> **Aim**:
Filter the listing below and copy every line that contains the string "ceramic", treating uppercase and lowercase as different.

--------

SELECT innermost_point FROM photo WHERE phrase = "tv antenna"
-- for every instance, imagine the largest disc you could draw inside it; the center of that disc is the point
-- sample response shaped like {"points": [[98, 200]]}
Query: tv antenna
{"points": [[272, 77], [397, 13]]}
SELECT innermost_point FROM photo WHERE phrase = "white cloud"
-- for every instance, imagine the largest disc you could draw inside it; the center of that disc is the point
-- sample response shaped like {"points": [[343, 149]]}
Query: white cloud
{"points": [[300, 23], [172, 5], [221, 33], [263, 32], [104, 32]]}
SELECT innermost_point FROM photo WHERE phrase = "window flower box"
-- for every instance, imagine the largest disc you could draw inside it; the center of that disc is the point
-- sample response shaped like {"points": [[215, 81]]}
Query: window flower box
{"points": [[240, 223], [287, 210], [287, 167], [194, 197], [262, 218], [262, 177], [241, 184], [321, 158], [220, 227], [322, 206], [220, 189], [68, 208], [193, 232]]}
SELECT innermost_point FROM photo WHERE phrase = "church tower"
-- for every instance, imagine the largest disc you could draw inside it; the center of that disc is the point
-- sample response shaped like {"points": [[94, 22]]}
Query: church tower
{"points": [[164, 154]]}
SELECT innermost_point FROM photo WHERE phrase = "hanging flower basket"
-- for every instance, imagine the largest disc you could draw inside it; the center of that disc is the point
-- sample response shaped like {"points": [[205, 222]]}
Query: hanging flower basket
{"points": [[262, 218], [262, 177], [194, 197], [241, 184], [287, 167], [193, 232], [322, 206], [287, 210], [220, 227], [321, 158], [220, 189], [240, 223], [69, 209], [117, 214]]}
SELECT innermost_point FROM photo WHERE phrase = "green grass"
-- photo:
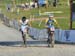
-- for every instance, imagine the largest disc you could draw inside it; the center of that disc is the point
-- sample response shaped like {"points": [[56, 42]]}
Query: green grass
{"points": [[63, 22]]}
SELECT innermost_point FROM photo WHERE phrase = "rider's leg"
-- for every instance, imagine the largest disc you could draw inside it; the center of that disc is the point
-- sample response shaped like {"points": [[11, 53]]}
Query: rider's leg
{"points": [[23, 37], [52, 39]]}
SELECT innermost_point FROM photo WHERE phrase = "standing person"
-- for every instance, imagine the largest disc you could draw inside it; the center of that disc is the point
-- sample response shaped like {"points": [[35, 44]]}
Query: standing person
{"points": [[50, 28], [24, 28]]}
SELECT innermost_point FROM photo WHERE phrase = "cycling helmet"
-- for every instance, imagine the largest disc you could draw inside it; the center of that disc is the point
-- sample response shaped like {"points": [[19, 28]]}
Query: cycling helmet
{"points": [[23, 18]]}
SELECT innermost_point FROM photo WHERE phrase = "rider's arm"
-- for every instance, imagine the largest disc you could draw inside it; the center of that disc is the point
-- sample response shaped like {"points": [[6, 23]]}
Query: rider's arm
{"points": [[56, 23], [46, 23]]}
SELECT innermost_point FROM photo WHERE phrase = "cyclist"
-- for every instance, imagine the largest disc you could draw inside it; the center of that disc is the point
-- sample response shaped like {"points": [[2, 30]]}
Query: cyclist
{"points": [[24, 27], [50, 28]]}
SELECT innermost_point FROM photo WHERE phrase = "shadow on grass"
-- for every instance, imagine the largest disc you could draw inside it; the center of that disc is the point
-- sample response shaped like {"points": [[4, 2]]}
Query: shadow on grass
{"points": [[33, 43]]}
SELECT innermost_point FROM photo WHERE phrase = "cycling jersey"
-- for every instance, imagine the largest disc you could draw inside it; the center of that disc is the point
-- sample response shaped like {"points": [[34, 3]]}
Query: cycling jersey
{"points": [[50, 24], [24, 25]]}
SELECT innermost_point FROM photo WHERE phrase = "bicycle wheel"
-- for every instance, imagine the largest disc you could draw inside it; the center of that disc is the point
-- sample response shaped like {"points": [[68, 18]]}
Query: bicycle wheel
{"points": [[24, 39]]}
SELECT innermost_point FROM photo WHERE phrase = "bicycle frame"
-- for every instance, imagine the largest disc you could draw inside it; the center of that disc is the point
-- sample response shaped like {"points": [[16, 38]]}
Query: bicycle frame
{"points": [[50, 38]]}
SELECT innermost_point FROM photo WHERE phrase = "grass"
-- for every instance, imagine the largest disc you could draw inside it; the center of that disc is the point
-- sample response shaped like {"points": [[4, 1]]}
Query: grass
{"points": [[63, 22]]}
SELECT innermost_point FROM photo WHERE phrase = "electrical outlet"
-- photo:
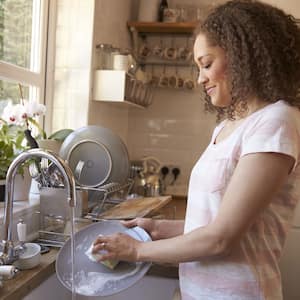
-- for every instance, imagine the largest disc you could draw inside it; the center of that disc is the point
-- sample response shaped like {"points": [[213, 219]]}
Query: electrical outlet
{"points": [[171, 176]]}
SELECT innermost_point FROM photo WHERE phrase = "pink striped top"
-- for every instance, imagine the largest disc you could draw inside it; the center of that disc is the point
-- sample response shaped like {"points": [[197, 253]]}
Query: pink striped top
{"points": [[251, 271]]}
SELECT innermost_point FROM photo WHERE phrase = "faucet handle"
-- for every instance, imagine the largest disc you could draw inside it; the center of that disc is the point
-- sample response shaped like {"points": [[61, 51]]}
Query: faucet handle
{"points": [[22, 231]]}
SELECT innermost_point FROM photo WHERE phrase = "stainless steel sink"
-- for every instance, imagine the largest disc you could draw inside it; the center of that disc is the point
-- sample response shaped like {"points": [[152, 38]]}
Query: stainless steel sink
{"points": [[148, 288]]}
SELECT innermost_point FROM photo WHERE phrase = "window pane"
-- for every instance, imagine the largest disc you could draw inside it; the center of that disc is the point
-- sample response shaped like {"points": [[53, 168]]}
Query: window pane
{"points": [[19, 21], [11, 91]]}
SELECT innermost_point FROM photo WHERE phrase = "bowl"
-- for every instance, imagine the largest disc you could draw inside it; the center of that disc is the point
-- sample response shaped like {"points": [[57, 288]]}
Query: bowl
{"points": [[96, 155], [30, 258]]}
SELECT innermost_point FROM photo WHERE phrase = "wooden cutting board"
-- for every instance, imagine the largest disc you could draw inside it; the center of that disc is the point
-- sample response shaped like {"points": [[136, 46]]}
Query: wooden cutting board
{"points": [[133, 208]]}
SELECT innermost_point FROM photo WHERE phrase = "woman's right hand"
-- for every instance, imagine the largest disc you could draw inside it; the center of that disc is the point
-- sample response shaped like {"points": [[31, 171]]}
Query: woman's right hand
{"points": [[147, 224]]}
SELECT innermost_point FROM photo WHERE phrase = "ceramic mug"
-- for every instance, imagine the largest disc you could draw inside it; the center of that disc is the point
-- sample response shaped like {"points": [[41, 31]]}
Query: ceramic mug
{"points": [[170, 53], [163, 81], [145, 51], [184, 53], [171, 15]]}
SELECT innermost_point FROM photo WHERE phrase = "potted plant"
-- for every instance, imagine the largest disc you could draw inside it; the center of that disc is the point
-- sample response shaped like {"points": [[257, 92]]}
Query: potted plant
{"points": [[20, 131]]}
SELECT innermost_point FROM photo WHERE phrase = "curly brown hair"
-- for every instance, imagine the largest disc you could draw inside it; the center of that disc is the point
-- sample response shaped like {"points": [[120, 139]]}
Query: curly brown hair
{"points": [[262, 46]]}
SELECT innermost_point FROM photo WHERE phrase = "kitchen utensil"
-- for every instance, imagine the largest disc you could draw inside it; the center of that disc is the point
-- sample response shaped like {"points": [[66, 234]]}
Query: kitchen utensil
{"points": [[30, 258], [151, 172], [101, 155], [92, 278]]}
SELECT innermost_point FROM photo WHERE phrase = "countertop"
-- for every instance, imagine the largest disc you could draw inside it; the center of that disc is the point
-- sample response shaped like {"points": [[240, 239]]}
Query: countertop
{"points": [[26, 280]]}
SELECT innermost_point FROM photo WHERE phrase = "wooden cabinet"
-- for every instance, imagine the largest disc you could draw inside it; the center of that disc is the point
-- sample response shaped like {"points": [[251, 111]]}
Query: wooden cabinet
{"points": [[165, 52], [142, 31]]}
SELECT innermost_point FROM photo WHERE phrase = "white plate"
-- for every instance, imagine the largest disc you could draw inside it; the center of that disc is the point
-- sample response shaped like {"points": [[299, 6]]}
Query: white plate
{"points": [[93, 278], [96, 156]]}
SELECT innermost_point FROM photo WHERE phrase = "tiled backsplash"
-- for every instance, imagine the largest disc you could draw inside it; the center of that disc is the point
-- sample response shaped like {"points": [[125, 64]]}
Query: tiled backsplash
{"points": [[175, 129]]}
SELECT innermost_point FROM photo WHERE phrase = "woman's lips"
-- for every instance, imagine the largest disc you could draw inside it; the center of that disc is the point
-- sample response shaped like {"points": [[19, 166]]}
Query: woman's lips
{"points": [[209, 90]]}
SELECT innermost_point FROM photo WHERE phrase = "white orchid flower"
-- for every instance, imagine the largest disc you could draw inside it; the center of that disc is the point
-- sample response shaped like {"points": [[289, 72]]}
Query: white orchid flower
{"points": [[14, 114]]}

--------

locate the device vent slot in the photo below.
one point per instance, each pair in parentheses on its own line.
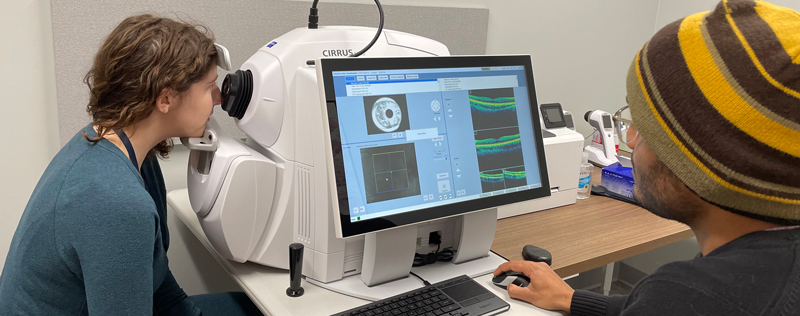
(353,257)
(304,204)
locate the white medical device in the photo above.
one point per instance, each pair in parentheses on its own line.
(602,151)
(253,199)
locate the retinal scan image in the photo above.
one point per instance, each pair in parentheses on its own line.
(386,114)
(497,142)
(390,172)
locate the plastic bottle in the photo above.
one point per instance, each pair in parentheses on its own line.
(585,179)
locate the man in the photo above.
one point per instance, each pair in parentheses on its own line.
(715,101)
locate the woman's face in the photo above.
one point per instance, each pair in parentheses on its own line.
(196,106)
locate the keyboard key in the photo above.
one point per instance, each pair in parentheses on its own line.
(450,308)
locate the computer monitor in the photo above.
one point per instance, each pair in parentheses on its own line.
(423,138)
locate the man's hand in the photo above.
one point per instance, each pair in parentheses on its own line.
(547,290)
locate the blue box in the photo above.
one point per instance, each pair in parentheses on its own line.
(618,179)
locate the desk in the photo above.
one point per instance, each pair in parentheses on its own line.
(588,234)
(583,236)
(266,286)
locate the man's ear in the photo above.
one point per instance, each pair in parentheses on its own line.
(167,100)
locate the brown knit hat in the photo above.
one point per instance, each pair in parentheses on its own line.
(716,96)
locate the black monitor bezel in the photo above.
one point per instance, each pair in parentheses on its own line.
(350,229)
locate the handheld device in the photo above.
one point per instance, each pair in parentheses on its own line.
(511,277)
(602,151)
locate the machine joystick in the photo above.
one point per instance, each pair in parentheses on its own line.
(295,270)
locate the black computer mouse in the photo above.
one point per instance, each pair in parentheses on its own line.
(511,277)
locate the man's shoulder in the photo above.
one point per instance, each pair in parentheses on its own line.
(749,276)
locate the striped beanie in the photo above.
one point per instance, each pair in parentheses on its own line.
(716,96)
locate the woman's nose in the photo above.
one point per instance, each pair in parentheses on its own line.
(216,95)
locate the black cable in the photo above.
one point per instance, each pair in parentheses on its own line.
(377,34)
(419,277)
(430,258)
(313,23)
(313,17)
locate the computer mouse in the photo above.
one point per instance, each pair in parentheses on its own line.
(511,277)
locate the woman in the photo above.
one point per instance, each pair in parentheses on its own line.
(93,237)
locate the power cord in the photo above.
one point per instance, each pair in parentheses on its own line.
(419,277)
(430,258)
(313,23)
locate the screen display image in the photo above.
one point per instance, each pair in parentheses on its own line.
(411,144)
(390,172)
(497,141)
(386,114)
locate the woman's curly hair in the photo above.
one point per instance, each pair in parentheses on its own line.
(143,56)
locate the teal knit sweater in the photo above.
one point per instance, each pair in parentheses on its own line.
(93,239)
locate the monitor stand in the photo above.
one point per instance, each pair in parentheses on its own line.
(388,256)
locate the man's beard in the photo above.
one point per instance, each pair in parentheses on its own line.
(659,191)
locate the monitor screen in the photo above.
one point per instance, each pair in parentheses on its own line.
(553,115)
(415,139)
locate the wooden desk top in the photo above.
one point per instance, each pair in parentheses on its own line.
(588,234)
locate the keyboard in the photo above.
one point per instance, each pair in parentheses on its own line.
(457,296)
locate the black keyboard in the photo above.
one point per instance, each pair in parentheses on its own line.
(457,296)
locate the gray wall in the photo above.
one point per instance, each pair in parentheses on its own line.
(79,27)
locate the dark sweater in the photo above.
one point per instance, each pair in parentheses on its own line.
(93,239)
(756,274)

--------

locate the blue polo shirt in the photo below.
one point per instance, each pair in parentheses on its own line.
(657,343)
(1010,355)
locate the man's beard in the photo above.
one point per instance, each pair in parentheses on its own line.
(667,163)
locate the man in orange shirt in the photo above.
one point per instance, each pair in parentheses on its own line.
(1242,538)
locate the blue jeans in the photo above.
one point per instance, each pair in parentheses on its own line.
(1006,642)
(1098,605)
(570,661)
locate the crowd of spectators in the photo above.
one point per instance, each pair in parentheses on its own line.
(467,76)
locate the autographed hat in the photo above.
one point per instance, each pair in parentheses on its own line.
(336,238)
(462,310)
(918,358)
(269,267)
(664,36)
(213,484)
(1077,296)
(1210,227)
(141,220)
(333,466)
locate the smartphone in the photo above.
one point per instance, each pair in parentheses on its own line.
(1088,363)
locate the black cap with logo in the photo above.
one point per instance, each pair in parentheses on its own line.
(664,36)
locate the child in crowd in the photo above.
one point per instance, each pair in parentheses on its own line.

--------

> **Solution**:
SELECT innermost_point FROM photo WHERE phrase = "ceramic mug"
Query: ceramic mug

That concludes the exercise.